__TEXT SHOWN__.
Kim Meninger Oh, what a, what an optimistic note for us to wrap up on I love it. I just, yeah, it just really not, not to put any time pressure on people because we’ve been talking about that sense of urgency too. But I do think that if you’ve ever been thinking about, if this resonates with you, and you’ve been thinking about this, there’s no better time than now to really start to put some of these things into action. And I don’t think it’s a coincidence that we’re experiencing the Great Resignation right now too. I think everybody’s coming to this in their own way, right?

Nikki Innocent Oh my god, the little kid in me is just like, this is what I’m talking about. I’m like, so excited to see I was, again this sounds weird, but like this past 18 months, I’ve just been so excited for all the things that are showing up that have been hidden. And yeah, I think any, even when you’re saying taking action, it does not mean quit your job if you don’t feel like you can quit your job. It means take a step that you wouldn’t necessarily take to be able to uncover something that’s been hidden. That’s all it means. You don’t have to. You don’t have to have, again the easy button. You don’t have to go and like blow up your life. You don’t have to do any of those things, but just trust yourself to like maybe step out in line a little bit for yourself and watch what happens.

Kim Meninger I love it and this truly Nikki has been one of the most fun conversations I’ve ever had and I know it’s hard stuff and I know that, you know, we’ve got a lot of progress that we still need to make but I feel so hopeful just listening to you and I, I really know, I know everyone is going to take a lot away from this conversation so thank you so much.

Nikki Innocent Thank you I’m getting all emotional over here. Thank you, thank you and thank you for all of you who listen. I know I value so much the time and energy you put into it. I mean there’s so many things that we hear and we listen to you and we take our time with and so I’m just so grateful to have, have occupied a little bit of your day today.

Kim Meninger And if anybody wants more of Nikki we will absolutely include your bio and links and anything else that you want to share with us in the show notes as well. So feel free to reach out to her as well.

__RECORD EXCERPTS__.

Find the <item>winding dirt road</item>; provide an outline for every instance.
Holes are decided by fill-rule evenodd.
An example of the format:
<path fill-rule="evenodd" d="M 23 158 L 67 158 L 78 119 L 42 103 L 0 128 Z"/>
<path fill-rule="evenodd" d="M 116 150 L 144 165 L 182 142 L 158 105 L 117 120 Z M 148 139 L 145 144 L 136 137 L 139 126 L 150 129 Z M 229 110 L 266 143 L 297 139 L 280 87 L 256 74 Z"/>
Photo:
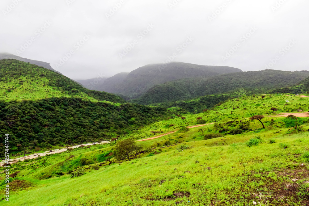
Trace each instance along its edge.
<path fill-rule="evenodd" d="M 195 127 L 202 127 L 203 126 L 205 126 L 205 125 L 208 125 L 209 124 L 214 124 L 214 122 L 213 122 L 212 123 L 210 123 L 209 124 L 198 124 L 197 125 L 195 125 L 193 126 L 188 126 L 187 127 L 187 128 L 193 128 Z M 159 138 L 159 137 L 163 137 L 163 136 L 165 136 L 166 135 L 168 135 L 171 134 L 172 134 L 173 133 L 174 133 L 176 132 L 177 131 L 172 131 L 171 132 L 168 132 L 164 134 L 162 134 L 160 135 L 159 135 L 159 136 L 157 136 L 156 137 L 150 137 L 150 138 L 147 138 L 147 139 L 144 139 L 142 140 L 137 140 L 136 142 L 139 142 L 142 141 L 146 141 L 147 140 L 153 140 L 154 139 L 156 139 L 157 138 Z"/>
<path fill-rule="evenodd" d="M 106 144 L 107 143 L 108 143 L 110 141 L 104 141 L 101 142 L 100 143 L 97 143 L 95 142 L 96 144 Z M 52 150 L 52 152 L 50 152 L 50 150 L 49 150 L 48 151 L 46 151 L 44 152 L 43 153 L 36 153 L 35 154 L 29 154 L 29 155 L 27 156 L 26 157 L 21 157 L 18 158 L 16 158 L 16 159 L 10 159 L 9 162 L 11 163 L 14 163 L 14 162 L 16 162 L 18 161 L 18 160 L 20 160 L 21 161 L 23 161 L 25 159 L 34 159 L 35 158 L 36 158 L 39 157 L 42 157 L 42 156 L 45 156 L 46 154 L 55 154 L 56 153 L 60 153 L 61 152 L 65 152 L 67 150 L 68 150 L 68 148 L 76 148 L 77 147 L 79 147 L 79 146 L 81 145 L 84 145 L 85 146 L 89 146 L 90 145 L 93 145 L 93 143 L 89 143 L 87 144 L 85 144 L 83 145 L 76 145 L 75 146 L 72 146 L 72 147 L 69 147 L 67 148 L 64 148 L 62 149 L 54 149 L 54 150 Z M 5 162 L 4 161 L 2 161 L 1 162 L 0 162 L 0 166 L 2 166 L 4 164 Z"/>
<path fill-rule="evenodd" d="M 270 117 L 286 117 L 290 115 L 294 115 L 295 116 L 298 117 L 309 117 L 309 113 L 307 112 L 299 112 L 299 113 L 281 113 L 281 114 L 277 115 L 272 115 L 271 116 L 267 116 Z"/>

--

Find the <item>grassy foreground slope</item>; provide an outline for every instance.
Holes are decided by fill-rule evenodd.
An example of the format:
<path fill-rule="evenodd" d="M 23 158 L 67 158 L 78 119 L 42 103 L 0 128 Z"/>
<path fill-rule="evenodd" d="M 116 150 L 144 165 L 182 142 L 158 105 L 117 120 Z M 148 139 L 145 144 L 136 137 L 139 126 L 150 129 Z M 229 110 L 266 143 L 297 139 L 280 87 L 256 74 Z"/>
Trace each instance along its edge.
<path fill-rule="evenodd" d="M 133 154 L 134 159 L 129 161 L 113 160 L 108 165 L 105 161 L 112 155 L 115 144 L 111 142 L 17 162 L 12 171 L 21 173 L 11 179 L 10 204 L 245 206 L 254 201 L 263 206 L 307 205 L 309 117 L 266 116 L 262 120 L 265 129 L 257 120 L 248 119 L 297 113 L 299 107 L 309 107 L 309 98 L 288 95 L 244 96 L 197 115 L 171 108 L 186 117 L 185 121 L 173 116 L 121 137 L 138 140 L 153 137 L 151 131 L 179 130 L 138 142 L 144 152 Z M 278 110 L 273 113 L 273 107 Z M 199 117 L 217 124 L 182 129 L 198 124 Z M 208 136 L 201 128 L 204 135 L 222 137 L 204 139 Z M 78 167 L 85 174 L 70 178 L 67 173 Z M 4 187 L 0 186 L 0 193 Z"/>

__WORK REQUEST__.
In the conversation, what does Kim Meninger say will be included in the show notes?

__SOLUTION__.
Nikki's bio and links, plus anything else she wants to share.